• _Given records_
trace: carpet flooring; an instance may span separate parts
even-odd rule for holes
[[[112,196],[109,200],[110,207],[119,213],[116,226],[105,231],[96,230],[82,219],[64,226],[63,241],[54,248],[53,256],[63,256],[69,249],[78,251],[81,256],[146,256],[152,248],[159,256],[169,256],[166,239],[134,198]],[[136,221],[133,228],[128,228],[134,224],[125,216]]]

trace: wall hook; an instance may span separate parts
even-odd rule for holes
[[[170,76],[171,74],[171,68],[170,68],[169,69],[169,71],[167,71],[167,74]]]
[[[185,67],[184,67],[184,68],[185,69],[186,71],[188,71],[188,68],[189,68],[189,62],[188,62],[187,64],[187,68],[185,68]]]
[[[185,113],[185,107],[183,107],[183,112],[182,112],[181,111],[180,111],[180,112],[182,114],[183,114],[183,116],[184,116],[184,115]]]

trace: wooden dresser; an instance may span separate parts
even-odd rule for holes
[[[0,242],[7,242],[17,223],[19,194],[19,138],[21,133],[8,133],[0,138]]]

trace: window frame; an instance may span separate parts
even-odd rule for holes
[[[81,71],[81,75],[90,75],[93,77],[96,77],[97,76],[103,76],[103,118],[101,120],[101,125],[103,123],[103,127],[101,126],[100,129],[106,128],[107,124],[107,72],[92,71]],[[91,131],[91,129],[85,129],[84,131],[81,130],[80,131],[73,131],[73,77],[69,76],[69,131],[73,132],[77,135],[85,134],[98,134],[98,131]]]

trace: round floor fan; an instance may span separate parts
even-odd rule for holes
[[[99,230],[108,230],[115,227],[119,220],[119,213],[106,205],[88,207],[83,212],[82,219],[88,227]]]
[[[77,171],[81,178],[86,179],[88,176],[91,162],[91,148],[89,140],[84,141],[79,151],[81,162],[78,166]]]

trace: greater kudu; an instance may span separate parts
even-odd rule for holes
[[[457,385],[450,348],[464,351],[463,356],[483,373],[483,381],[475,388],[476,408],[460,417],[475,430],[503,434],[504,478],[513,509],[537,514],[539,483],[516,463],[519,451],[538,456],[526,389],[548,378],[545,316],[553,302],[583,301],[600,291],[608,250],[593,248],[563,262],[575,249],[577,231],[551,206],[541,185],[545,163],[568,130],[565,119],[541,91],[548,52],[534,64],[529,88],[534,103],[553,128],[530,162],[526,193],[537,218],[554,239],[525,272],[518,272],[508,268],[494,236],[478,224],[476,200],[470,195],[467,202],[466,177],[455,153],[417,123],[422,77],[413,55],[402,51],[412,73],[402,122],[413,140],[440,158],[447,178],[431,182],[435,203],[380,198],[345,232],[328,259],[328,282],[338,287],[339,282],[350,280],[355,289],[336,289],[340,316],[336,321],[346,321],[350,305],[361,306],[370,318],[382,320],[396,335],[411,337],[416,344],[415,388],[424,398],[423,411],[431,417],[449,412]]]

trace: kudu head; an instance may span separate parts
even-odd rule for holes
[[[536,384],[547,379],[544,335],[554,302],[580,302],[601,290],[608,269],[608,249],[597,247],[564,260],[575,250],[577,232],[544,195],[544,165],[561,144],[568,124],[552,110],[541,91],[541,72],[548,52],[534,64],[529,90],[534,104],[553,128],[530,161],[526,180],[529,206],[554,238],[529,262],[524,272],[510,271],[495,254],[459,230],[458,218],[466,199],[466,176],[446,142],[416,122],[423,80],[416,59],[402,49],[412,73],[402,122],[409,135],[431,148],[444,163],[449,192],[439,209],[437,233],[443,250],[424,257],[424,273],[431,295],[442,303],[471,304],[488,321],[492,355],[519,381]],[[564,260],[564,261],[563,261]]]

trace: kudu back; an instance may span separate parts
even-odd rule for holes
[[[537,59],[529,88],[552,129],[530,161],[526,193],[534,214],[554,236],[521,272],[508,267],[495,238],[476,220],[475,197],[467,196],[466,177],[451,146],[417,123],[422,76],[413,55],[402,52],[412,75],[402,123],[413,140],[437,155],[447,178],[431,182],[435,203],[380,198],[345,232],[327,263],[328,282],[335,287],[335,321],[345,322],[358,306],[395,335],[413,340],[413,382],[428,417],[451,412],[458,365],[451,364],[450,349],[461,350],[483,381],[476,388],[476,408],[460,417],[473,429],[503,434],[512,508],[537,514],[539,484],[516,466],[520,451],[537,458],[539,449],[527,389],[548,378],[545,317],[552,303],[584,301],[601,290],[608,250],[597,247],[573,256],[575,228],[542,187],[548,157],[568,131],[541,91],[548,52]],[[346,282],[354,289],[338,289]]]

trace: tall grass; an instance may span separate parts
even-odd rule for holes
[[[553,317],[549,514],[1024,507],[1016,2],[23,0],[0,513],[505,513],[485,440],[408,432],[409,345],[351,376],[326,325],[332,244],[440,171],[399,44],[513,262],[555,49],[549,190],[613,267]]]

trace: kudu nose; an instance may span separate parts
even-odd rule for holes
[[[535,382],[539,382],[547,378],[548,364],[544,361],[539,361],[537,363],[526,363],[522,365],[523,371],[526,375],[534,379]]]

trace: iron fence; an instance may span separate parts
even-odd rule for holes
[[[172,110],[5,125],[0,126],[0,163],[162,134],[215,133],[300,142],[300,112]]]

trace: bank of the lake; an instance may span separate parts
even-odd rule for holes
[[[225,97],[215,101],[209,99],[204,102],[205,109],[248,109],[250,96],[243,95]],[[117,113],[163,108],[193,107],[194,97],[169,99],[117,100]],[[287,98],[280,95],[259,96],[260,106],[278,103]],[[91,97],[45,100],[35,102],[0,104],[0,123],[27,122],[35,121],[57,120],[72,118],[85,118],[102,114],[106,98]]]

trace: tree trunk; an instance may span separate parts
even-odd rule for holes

• _Written request_
Copy out all of the material above line for line, without changing anything.

• _The solution_
trace: carpet flooring; an instance may span separate parts
even-odd rule for holes
[[[112,196],[109,200],[110,207],[119,213],[116,226],[105,231],[96,230],[82,219],[64,226],[63,241],[54,248],[53,256],[63,256],[69,249],[78,251],[81,256],[146,256],[152,248],[159,256],[169,256],[166,239],[134,198]],[[136,221],[133,228],[128,228],[134,224],[125,216]]]

trace: wall hook; an instance may span separate parts
even-odd rule for holes
[[[170,76],[171,74],[171,68],[170,68],[169,69],[169,71],[167,71],[167,74]]]
[[[185,67],[184,67],[184,68],[185,69],[186,71],[188,71],[188,68],[189,68],[189,62],[188,62],[187,64],[187,68],[185,68]]]
[[[185,113],[185,107],[183,107],[183,112],[182,112],[181,111],[180,111],[180,112],[182,114],[183,114],[183,116],[184,116],[184,115]]]

trace: wooden dresser; an instance may span separate parts
even-odd rule for holes
[[[0,242],[7,242],[17,223],[19,194],[19,138],[21,133],[8,133],[0,138]]]

trace: window frame; an instance may span separate parts
even-odd rule for holes
[[[81,71],[81,75],[90,75],[93,77],[96,77],[97,76],[103,76],[103,118],[101,120],[101,125],[103,123],[103,127],[101,126],[100,129],[106,128],[107,124],[107,72],[92,71]],[[91,131],[91,129],[85,129],[84,131],[81,130],[80,131],[73,131],[73,77],[69,76],[69,131],[73,132],[77,135],[85,134],[98,134],[98,131]]]

trace: round floor fan; an instance may span separate parts
even-odd rule for holes
[[[99,230],[108,230],[115,227],[119,220],[119,213],[106,205],[88,207],[83,212],[82,219],[88,227]]]
[[[77,171],[81,178],[86,179],[88,176],[91,162],[91,148],[89,140],[84,141],[79,151],[81,162],[78,166]]]

trace: greater kudu; an instance may span separate parts
even-odd rule for holes
[[[457,385],[450,348],[464,351],[463,356],[483,373],[483,381],[475,388],[476,408],[460,417],[475,430],[503,434],[504,478],[513,509],[537,514],[539,483],[516,463],[519,451],[538,456],[526,389],[548,378],[545,316],[553,302],[583,301],[600,291],[608,250],[593,248],[563,262],[575,249],[577,231],[551,206],[541,185],[545,163],[568,130],[565,119],[541,91],[548,52],[534,64],[529,88],[534,103],[553,128],[530,162],[526,193],[537,218],[554,239],[525,272],[518,272],[508,268],[494,236],[478,224],[476,200],[470,195],[467,202],[466,177],[455,153],[417,123],[422,77],[413,55],[402,51],[412,73],[402,122],[413,140],[440,158],[447,178],[431,182],[435,203],[380,198],[345,232],[328,259],[328,282],[338,287],[339,282],[350,280],[355,289],[336,289],[340,316],[336,321],[346,321],[350,305],[361,306],[370,318],[382,320],[396,335],[411,337],[416,344],[415,388],[424,398],[423,411],[431,417],[449,412]]]

trace: kudu head; an instance may span separate parts
even-odd rule for holes
[[[536,384],[547,379],[544,335],[554,302],[580,302],[601,290],[608,269],[608,249],[597,247],[564,260],[575,250],[577,232],[544,195],[544,165],[561,144],[568,124],[552,110],[541,91],[541,72],[548,52],[534,64],[529,90],[534,104],[553,128],[530,161],[526,180],[529,206],[554,238],[529,262],[524,272],[510,271],[495,254],[459,230],[458,218],[466,199],[466,176],[446,142],[416,122],[423,80],[416,59],[402,49],[412,73],[402,122],[409,135],[431,148],[444,163],[449,192],[439,209],[437,233],[443,250],[424,257],[424,273],[431,295],[442,303],[471,304],[488,321],[492,355],[519,381]],[[564,260],[564,261],[563,261]]]

trace: kudu back; an instance may span separate parts
even-odd rule for holes
[[[537,59],[529,88],[552,129],[530,161],[526,193],[534,214],[554,236],[521,272],[508,267],[495,238],[476,220],[475,197],[467,196],[466,177],[451,146],[417,123],[422,76],[413,55],[402,52],[412,75],[402,123],[413,140],[437,155],[447,178],[431,182],[435,203],[380,198],[345,232],[327,263],[328,282],[335,287],[335,321],[345,322],[358,306],[395,335],[413,340],[413,382],[428,417],[451,412],[458,365],[451,364],[450,349],[461,350],[483,381],[476,388],[476,408],[460,417],[473,429],[503,434],[512,508],[537,514],[539,484],[516,466],[520,451],[537,458],[539,449],[527,389],[548,378],[545,317],[552,303],[584,301],[601,290],[608,250],[597,247],[573,256],[575,228],[542,187],[548,157],[568,131],[541,91],[548,52]],[[346,282],[354,289],[338,289]]]

trace: tall grass; an instance may span separate parts
even-odd rule for holes
[[[553,317],[549,514],[1024,507],[1016,2],[23,0],[0,513],[505,513],[485,440],[408,432],[409,345],[351,376],[326,325],[332,244],[440,171],[399,44],[513,262],[555,49],[549,190],[613,267]]]

trace: kudu nose; an instance may span separate parts
even-odd rule for holes
[[[535,382],[539,382],[547,378],[548,364],[544,361],[539,361],[537,363],[526,363],[522,365],[523,371],[526,375],[534,379]]]

trace: iron fence; an instance may span separate parts
even-odd rule for holes
[[[172,110],[5,125],[0,126],[0,163],[162,134],[215,133],[300,142],[300,112]]]

trace: bank of the lake; an instance may span separate parts
even-odd rule for holes
[[[225,97],[215,101],[209,99],[204,102],[205,109],[248,109],[250,96],[243,95]],[[117,113],[163,108],[193,107],[194,97],[169,99],[117,100]],[[287,98],[280,95],[259,96],[260,106],[278,103]],[[91,97],[45,100],[35,102],[0,104],[0,123],[27,122],[35,121],[57,120],[72,118],[85,118],[102,114],[106,98]]]

trace: tree trunk; an instance may span separate parts
even-odd rule for holes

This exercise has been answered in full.